▶ [Task details] Give all the records again, with no alterations.

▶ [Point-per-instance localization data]
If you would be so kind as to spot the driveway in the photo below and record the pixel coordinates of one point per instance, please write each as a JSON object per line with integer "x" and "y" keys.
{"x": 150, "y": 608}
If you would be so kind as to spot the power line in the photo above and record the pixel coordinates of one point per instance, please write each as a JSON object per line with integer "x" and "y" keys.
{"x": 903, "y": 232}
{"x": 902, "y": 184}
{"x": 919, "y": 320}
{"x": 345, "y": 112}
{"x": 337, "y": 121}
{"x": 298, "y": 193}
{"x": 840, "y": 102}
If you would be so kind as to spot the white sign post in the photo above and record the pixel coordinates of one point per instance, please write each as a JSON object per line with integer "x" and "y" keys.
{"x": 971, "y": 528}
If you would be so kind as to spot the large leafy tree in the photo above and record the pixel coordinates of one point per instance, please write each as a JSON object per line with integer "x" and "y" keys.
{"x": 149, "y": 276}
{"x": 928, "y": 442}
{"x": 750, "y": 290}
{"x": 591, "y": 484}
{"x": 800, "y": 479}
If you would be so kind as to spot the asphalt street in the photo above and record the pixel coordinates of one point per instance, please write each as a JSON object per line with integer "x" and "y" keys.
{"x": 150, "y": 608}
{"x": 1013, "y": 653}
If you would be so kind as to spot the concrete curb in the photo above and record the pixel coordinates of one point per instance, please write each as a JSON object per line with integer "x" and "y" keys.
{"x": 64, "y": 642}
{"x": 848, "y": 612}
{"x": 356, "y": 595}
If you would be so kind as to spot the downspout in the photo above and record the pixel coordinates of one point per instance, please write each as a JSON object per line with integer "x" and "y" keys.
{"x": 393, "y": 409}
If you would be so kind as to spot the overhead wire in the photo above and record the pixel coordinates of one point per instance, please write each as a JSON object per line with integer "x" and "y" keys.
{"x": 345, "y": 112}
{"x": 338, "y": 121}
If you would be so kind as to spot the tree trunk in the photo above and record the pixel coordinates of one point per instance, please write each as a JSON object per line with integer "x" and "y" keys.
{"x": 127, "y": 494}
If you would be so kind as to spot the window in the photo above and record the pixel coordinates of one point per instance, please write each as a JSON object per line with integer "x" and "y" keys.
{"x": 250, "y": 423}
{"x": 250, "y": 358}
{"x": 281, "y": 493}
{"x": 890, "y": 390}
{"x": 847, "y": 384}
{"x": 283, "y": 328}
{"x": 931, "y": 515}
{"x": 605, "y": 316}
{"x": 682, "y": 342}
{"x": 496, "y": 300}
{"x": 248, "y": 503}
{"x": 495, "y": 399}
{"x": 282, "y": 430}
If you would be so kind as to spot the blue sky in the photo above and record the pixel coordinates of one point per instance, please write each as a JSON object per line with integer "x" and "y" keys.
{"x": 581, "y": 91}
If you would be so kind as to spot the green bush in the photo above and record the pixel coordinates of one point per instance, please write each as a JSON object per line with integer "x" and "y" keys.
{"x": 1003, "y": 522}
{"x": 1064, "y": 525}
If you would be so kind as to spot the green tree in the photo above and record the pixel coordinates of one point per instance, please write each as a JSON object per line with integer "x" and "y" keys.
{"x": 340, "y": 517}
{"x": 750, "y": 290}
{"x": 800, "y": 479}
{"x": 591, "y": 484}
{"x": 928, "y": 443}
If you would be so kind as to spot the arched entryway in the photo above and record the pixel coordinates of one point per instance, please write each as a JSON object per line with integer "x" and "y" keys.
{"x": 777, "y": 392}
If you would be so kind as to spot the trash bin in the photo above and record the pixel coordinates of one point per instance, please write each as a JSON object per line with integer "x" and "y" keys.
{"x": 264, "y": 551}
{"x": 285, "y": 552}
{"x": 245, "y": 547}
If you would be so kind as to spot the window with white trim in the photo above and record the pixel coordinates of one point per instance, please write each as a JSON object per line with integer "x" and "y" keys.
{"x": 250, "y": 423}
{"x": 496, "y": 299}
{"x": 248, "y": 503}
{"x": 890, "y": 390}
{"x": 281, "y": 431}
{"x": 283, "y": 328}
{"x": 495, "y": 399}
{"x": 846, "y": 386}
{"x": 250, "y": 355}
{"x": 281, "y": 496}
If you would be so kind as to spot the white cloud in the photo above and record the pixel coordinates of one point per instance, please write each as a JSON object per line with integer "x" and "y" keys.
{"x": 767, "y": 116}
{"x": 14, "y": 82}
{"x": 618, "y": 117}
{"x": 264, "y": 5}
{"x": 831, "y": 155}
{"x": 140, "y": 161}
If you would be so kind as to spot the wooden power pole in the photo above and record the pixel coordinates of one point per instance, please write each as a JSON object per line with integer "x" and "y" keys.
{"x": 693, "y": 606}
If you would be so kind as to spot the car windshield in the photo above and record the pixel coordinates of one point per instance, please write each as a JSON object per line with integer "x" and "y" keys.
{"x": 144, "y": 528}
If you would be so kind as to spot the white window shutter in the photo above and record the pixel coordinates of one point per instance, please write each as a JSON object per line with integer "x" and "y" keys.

▶ [Solution to the exercise]
If you would be so kind as to spot the driveway in the photo below and record the pixel coordinates of one point per instance, please write each as a JSON object per line with integer "x" and "y" keys.
{"x": 150, "y": 608}
If you would be so kind as to spot the power line in the photo above and record the pixel coordinates of one point per instance, please write each as a JSON object per line with integer "x" and "y" keys.
{"x": 903, "y": 232}
{"x": 902, "y": 184}
{"x": 919, "y": 320}
{"x": 345, "y": 112}
{"x": 337, "y": 121}
{"x": 298, "y": 193}
{"x": 840, "y": 102}
If you would be so kind as to spot the white sign post in the photo above and record the pixel coordinates of one point per instance, please write each as a JSON object per line with integer "x" and "y" keys.
{"x": 971, "y": 528}
If you would be so kind as to spot the large leafy tree in the photo above and record the pixel coordinates of one point per instance, please write each as a JSON object per line with integer "x" and "y" keys.
{"x": 149, "y": 276}
{"x": 928, "y": 442}
{"x": 750, "y": 290}
{"x": 591, "y": 484}
{"x": 800, "y": 479}
If you would be so kind as to spot the asphalt street in the photo above and record the pixel coordinates of one point per instance, please write each as a JSON object per line with integer "x" and "y" keys.
{"x": 150, "y": 608}
{"x": 1013, "y": 653}
If you would be so kind as to spot the concrete curb in the photo above and record the pixel coordinates of one point per instance, please write each as a JSON object per line with integer "x" and "y" keys.
{"x": 64, "y": 642}
{"x": 848, "y": 612}
{"x": 356, "y": 595}
If you would be so kind as to spot the downspout in the photo above and record the pixel coordinates of one point per instance, please write each as a JSON object per line with integer "x" and "y" keys.
{"x": 393, "y": 409}
If you would be so kind as to spot the overhead wire in the photo above and record the pixel coordinates of one point per instance, please write each as a JSON object per line with integer "x" and "y" keys.
{"x": 345, "y": 112}
{"x": 338, "y": 121}
If you would be so kind as to spot the tree trunk in the photo above and record the pixel coordinates of one point per instance, please write each as a JSON object per line with integer "x" and "y" keys.
{"x": 127, "y": 494}
If you would be so kind as to spot the window in the photo above and record the pixel coordinates of one point per instance, please write each as a JSON object per line with integer "x" and "y" keys.
{"x": 250, "y": 423}
{"x": 250, "y": 358}
{"x": 281, "y": 493}
{"x": 890, "y": 390}
{"x": 847, "y": 384}
{"x": 283, "y": 328}
{"x": 931, "y": 515}
{"x": 605, "y": 316}
{"x": 682, "y": 342}
{"x": 496, "y": 300}
{"x": 248, "y": 503}
{"x": 495, "y": 399}
{"x": 282, "y": 430}
If you would be so kind as to spot the blue sky in the photo above and record the pixel coordinates of one point per instance, please write each as a JSON object per line with integer "x" and "y" keys.
{"x": 581, "y": 91}
If you would be so kind as to spot the green bush in the photo above and record the pixel coordinates of one point per instance, please write each as a JSON object per line with integer "x" and "y" keys.
{"x": 1003, "y": 522}
{"x": 1064, "y": 525}
If you would be so kind as to spot the green tree in the photo above and record the pixel coordinates of one point per instance, please write each as a JSON object per line with integer "x" and "y" keys.
{"x": 340, "y": 517}
{"x": 750, "y": 290}
{"x": 800, "y": 479}
{"x": 591, "y": 484}
{"x": 928, "y": 443}
If you would be so kind as to spot the arched entryway in the photo above and record the pixel coordinates of one point per instance, please write each as a JSON object per line with integer "x" and "y" keys.
{"x": 777, "y": 392}
If you would be so kind as to spot the trash bin in the photo above and record the pixel coordinates of one point per instance, please write each as a JSON object per line with integer "x" and "y" keys.
{"x": 264, "y": 551}
{"x": 285, "y": 552}
{"x": 245, "y": 547}
If you would be so kind as to spot the window with white trim in the photo above and record the pixel coordinates of one point per instance, please write each as a JSON object per line with integer "x" and "y" keys.
{"x": 250, "y": 423}
{"x": 496, "y": 299}
{"x": 248, "y": 503}
{"x": 890, "y": 390}
{"x": 281, "y": 431}
{"x": 283, "y": 328}
{"x": 495, "y": 399}
{"x": 846, "y": 386}
{"x": 250, "y": 355}
{"x": 281, "y": 496}
If you would be so kind as to spot the white cloud in the photo above and record the pixel coordinates of one point per instance, please write each as a JSON object per line with integer "x" and "y" keys.
{"x": 767, "y": 116}
{"x": 14, "y": 82}
{"x": 618, "y": 117}
{"x": 264, "y": 5}
{"x": 831, "y": 155}
{"x": 140, "y": 161}
If you would be so kind as to spot the wooden power pole in the photo above and record the pixel coordinates of one point per instance, please write each as a JSON object per line with integer "x" and "y" keys.
{"x": 693, "y": 606}
If you would be so kind as to spot the car windshield in the photo above and record the pixel coordinates of one point per instance, please write each as a JSON object per line with integer "x" and "y" keys.
{"x": 144, "y": 528}
If you would be so kind as to spot the white window shutter in the photo above and record the pixel coordinates of one point per instance, please write each as a JSON object per line with integer "x" and "y" keys.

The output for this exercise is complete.